# My Iguana



## lastgreengarden (Sep 13, 2006)

well an old friend and his girlfriend bought an iguania... at petsmart and the guy told them... ohhh just feed him lettuce hell do fine thats all they eat so thats what he did for like 4 months, they broke up iguania reminded him of his GF so he stopped taking care of it... i got it at about 6" long it had a stick stuck in its side and it was actually in the intestine of the iguania, took it to the vent got it all fixed up, hes gotten bigger (and meaner), when some people (not me) go and open his cage to feed him or pet him (or her for that matter), it gets all puffed up and breathes real heavy almost making a hissing sound, this iguania is 2-3 years old and about 4 feet, we got it back on a very good diet a huge variety of fruits and veggies, is there anything i can do







hes got a HUGE tank with a a 45º log wrapped in rope to chill on, hes got a "hammok" type thing we made from a basketball net.... i just want him to be nice


----------



## jmax611 (Aug 6, 2006)




----------



## lastgreengarden (Sep 13, 2006)

jmax611 said:


>


i dont see how its worthless without pics, i explained my problem, its nothing physically wrong with the iguania its just temperment issues, trying to get them worked out


----------



## CrocKeeper (Dec 26, 2003)

Greeen Iguanas (_Iguana iguana_) are horrible pets.
Why the world everthought otherwise is beyond me.
His behaviour is normal, and my advice to you is keep him in a large roomy enclosure with proper temps/ UV lighting, and leave it alone...
If you are uncomfortable with him at this point, attempt to find it a home that is willing to deal with it...which, will more likely than not, not be easy...

Ignore the pic comments..LOL it is normal here...everyone likes pics, and it was not a personal insult....


----------



## dracofish (Jul 13, 2003)

A sweet-tempered Iguana that loves being handled is far and few between. They don't make good pets at all and I wish stores would stop selling them. I lucked out with mine, but I haven't seen too many like her before.


----------



## Bawb2u (May 27, 2004)

## Given exercise
Reproduce word for word the section of the iguana thread above that begins with the words "If you are uncomfortable" and ends with "(Jul 13, 2003)".

Collected data:
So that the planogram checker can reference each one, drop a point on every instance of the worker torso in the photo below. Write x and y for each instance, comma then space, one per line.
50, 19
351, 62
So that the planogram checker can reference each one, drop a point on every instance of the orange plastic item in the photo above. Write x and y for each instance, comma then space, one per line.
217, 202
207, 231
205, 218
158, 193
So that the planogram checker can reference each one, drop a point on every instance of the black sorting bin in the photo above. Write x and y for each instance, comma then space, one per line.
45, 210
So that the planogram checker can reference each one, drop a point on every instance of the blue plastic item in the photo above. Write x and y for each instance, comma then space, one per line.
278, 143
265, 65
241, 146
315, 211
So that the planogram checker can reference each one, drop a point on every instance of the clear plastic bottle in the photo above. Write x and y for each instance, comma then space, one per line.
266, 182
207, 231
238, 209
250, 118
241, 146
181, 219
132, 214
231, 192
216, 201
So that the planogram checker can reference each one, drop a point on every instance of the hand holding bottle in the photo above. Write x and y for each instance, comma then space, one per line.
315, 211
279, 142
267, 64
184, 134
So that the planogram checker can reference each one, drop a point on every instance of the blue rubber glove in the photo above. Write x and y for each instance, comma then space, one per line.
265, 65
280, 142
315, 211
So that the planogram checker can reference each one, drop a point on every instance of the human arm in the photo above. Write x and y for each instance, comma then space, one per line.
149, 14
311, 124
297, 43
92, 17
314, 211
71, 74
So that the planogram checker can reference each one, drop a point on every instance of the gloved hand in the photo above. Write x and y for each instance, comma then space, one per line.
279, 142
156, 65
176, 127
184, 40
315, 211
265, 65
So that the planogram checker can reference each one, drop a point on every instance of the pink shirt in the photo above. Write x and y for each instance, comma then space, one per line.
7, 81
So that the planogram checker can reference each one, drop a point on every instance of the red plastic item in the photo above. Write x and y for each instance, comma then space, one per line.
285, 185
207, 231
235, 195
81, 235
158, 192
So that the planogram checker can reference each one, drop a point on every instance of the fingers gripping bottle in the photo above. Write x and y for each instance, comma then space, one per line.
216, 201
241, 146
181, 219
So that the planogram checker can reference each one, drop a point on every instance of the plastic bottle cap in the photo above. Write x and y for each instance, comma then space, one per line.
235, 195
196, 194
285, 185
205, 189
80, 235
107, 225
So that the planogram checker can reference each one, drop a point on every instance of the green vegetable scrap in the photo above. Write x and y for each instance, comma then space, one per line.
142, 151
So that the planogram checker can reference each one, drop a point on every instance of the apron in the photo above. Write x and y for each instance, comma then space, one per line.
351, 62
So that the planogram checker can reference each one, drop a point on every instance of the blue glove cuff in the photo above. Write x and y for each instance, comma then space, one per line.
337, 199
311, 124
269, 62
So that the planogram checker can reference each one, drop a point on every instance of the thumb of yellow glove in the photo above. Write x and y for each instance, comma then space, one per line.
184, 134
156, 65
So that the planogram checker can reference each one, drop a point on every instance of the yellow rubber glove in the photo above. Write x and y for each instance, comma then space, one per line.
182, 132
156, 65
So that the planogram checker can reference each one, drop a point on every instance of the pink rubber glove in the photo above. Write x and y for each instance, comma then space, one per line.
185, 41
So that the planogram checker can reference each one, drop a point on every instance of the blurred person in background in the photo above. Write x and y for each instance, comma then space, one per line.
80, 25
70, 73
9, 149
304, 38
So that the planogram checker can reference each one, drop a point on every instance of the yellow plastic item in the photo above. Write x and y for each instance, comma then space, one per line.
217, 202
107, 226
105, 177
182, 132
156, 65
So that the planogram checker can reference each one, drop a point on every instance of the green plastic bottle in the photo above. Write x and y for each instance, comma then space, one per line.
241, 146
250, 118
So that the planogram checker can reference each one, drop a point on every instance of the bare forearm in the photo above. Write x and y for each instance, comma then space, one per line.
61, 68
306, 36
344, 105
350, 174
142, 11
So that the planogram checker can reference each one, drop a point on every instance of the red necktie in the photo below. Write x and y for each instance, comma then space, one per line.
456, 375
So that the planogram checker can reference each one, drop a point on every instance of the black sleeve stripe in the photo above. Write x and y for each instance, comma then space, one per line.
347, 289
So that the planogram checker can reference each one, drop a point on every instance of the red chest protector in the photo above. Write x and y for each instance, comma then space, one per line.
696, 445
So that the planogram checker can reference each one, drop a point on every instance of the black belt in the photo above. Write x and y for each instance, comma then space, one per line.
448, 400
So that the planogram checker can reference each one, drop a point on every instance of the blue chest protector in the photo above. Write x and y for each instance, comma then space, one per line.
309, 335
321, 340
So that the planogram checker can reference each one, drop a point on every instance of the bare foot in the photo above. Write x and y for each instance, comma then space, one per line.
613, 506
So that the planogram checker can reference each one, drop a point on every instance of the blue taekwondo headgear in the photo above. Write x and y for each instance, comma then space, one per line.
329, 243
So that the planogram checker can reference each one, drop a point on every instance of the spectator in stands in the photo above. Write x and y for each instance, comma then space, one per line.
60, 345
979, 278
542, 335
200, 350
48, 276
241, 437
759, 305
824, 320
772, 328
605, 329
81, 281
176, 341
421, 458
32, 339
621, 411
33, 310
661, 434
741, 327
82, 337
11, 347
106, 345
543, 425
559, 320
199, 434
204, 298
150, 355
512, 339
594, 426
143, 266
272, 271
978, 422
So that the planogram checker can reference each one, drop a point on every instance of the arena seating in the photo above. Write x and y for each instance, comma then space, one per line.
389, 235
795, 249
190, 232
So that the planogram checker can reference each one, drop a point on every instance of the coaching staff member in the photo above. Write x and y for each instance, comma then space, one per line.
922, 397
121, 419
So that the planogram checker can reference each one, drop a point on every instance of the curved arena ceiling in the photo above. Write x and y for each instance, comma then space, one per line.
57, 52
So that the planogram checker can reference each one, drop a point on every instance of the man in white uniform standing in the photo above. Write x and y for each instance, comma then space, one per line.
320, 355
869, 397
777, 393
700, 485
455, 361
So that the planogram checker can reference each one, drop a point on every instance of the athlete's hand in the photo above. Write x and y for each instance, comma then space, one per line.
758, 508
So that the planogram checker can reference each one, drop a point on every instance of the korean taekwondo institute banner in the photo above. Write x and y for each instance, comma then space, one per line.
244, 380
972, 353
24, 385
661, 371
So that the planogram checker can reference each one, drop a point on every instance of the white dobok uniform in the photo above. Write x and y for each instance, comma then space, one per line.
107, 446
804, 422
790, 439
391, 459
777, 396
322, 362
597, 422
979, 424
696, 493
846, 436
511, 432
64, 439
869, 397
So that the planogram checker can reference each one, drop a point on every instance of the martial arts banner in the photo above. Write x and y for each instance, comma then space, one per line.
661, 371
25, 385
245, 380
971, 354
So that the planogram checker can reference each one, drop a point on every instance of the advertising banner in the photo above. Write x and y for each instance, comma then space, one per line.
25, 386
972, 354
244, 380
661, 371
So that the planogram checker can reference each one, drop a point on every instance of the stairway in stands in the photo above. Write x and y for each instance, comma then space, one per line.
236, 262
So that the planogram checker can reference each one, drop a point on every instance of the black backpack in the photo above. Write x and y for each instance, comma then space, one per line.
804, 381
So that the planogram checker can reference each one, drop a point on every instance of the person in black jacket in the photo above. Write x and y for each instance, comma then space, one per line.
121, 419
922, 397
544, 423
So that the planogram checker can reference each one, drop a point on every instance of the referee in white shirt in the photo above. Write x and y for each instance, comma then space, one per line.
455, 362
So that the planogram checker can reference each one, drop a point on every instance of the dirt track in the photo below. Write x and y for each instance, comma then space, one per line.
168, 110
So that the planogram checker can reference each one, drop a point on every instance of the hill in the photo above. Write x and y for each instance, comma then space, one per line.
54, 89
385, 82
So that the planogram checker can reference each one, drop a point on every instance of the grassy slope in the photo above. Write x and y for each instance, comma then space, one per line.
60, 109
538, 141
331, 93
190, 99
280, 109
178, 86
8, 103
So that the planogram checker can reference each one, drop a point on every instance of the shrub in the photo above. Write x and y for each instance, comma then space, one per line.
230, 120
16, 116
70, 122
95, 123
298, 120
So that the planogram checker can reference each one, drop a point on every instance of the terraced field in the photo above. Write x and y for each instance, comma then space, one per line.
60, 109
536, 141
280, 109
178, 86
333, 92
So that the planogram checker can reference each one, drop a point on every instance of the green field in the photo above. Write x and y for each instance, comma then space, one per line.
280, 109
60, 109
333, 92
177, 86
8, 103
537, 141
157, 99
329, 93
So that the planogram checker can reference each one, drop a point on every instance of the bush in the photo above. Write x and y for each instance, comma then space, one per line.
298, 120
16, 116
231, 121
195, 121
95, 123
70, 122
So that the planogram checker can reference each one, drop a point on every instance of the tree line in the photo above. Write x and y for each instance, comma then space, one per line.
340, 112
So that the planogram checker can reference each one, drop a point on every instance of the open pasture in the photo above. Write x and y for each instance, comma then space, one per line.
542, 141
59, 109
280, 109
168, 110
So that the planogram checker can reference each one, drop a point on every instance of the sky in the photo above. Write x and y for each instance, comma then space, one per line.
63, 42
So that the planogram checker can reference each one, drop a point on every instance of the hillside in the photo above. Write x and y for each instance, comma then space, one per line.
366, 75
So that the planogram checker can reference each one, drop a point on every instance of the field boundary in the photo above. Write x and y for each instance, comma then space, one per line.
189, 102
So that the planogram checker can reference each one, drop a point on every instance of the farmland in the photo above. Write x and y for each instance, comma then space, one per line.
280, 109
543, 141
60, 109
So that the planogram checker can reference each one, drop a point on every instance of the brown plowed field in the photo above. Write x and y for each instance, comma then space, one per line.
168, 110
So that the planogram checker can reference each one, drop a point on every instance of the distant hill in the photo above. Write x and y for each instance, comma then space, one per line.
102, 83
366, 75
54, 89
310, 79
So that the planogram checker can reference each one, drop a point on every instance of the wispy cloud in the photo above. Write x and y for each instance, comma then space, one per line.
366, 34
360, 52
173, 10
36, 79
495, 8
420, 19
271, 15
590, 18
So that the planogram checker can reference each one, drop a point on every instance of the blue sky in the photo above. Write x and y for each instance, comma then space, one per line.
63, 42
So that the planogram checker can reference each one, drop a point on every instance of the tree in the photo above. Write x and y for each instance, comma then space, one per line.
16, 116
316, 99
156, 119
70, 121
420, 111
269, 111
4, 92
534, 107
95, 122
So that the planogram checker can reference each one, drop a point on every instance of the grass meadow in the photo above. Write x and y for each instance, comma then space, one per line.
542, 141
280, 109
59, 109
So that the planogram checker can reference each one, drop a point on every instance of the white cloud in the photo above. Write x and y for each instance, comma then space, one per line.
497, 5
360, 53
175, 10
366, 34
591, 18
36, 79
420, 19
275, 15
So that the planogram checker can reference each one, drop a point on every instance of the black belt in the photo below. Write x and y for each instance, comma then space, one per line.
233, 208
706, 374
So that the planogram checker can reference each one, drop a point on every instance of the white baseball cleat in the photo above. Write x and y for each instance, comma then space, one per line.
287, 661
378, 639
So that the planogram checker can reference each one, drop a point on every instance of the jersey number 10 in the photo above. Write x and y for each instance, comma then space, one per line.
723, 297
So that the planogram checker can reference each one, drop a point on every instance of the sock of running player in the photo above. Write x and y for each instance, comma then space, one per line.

## Response for this exercise
If you are uncomfortable with him at this point, attempt to find it a home that is willing to deal with it...which, will more likely than not, not be easy...

Ignore the pic comments..LOL it is normal here...everyone likes pics, and it was not a personal insult....


----------



## dracofish (Jul 13, 2003)